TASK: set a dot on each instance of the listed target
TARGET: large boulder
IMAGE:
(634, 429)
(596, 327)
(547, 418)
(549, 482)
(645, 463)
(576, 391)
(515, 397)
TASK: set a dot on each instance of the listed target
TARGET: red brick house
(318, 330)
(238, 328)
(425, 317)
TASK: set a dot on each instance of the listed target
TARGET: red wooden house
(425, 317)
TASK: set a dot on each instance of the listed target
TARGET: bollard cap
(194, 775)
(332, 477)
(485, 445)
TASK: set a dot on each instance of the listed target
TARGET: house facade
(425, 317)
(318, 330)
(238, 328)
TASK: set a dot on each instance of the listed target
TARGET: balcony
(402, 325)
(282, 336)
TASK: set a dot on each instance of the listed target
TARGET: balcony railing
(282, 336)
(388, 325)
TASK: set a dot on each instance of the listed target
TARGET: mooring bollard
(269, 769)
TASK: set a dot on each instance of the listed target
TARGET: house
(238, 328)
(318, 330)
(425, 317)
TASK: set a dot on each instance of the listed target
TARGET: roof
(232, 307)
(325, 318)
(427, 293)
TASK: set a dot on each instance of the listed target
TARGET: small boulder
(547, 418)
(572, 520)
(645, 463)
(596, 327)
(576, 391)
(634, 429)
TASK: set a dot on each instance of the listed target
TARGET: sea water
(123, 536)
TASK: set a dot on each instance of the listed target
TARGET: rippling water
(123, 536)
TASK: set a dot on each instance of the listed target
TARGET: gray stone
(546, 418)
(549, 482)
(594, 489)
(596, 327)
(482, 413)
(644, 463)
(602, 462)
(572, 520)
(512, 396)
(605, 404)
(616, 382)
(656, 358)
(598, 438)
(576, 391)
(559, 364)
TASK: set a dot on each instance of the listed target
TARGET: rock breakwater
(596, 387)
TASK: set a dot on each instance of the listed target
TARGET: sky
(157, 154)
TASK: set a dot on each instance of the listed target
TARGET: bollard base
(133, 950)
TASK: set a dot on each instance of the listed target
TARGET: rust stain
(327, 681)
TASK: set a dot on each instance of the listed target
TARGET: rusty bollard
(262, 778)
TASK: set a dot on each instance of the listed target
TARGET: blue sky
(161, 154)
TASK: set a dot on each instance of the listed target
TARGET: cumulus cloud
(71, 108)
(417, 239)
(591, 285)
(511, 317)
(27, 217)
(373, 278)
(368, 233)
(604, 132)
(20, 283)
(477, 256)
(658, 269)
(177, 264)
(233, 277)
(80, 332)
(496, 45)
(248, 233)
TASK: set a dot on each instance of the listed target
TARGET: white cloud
++++++++++++++++++++
### What to produce
Faithfully write out the entire listing, line by line.

### Response to the task
TASK: set a dot on each instance of the listed target
TARGET: large boulder
IMAGE:
(634, 429)
(596, 327)
(547, 418)
(549, 482)
(645, 463)
(576, 391)
(515, 397)
TASK: set a dot on each instance of the listed target
TARGET: red brick house
(318, 330)
(238, 328)
(425, 317)
TASK: set a dot on each instance of the listed target
TARGET: red wooden house
(425, 317)
TASK: set a dot on each instance of the listed target
TARGET: bollard cap
(194, 775)
(332, 477)
(485, 445)
TASK: set a dot on each instance of the listed target
TARGET: house facade
(425, 317)
(318, 330)
(238, 328)
TASK: set a dot on each instance of the listed target
TARGET: balcony
(402, 325)
(282, 336)
TASK: set a dot on each instance of the listed target
TARGET: balcony railing
(282, 336)
(388, 325)
TASK: set a dot on each instance of the listed target
TARGET: mooring bollard
(269, 769)
TASK: set a dot on each instance of the listed target
TARGET: house
(238, 328)
(318, 330)
(425, 317)
TASK: set a dot on each instance of the listed target
TARGET: roof
(232, 307)
(325, 318)
(427, 293)
TASK: set a dot on each instance of the listed target
TARGET: small boulder
(547, 418)
(572, 520)
(645, 463)
(596, 327)
(576, 391)
(634, 429)
TASK: set a dot on each instance of the listed target
TARGET: sea water
(123, 536)
TASK: set a dot on each instance of the listed target
TARGET: rippling water
(123, 536)
TASK: set a dot on each instance of the listed target
TARGET: gray stone
(546, 418)
(549, 482)
(594, 489)
(596, 327)
(482, 413)
(644, 463)
(602, 462)
(572, 520)
(512, 396)
(605, 404)
(616, 382)
(656, 358)
(598, 438)
(576, 391)
(559, 364)
TASK: set a dot on each instance of the listed target
TARGET: rock breakwater
(596, 387)
TASK: set a dot on each instance of the listed target
TARGET: sky
(157, 154)
TASK: set a dot on each instance of the listed target
TARGET: bollard base
(133, 950)
TASK: set a dot on each instance of the listed target
TARGET: rust stain
(327, 681)
TASK: set a dot on each instance of the listed target
TARGET: rusty bollard
(262, 778)
TASK: set a dot on each instance of the listed target
TARGET: blue sky
(161, 154)
TASK: set a dot on each instance of the listed target
TARGET: cumulus cloud
(71, 108)
(417, 239)
(591, 285)
(511, 317)
(27, 217)
(373, 278)
(368, 233)
(604, 132)
(20, 283)
(477, 256)
(658, 269)
(177, 264)
(233, 277)
(80, 332)
(496, 45)
(248, 233)
TASK: set a dot on each instance of the listed target
TARGET: white cloud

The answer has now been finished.